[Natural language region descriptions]

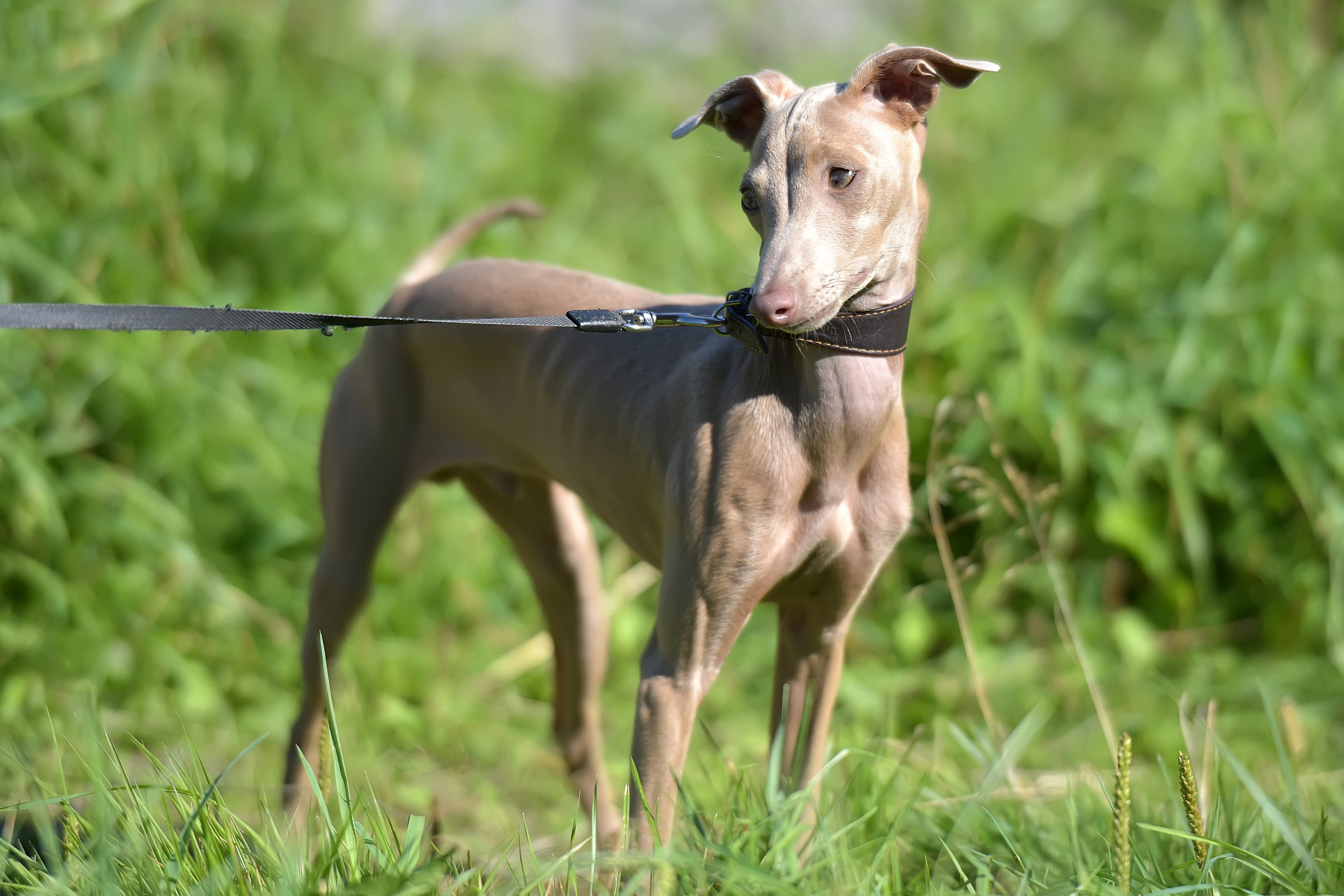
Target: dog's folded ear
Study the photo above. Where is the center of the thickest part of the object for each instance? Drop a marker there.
(906, 80)
(738, 108)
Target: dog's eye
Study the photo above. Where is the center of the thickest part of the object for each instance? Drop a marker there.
(841, 178)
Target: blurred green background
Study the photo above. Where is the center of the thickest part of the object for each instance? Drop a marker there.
(1135, 252)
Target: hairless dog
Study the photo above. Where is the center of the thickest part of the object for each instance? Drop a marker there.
(745, 479)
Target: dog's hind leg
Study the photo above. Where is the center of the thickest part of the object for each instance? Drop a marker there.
(365, 476)
(549, 530)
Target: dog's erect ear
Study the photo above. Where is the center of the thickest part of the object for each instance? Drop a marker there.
(906, 78)
(738, 108)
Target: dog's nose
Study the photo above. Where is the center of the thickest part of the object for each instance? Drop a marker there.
(773, 308)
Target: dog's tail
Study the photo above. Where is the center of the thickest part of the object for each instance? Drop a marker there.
(435, 258)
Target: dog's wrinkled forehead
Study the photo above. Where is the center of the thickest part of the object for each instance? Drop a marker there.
(896, 86)
(814, 125)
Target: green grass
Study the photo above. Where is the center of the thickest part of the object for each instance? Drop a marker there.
(1134, 254)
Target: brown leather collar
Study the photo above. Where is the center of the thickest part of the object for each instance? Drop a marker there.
(879, 332)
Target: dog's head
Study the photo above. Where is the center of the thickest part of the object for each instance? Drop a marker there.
(834, 181)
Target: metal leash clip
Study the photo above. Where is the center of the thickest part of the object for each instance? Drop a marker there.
(729, 319)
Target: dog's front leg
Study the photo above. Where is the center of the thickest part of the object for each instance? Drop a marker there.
(699, 620)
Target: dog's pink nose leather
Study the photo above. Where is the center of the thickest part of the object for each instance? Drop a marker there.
(773, 308)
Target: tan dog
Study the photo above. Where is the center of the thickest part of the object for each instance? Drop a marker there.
(745, 479)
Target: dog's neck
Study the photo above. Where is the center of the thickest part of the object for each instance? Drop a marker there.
(843, 403)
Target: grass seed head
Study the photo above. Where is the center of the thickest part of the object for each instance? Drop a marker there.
(1120, 839)
(1190, 799)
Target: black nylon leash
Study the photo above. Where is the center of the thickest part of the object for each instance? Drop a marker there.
(879, 332)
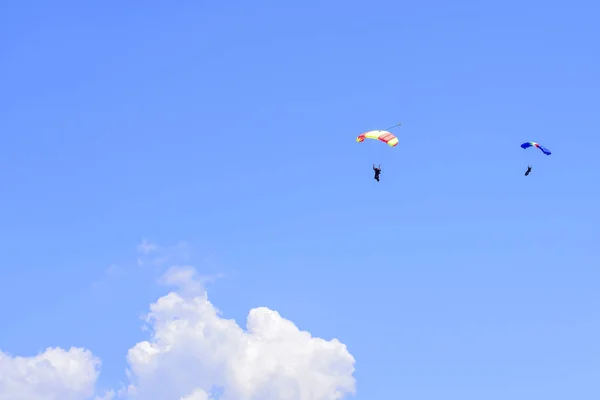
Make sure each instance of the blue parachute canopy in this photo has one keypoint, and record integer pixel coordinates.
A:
(539, 146)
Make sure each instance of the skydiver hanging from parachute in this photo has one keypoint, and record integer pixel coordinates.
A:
(383, 136)
(377, 172)
(544, 150)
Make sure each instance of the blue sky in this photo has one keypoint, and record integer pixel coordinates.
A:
(231, 127)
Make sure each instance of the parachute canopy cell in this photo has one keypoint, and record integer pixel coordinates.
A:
(539, 146)
(383, 136)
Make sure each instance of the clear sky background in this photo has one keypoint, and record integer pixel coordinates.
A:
(231, 126)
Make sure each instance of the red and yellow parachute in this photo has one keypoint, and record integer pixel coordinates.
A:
(382, 136)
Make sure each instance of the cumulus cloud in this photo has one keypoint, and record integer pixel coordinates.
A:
(53, 374)
(194, 349)
(193, 352)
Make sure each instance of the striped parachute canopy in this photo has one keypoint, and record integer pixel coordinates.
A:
(382, 136)
(534, 144)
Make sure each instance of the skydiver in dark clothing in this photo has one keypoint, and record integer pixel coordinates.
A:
(377, 172)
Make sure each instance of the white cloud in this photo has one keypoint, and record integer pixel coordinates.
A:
(53, 374)
(191, 351)
(194, 349)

Requirement:
Some lines above may hold the word "Make"; say how many do, giving nothing besides the number.

Exercise answer:
10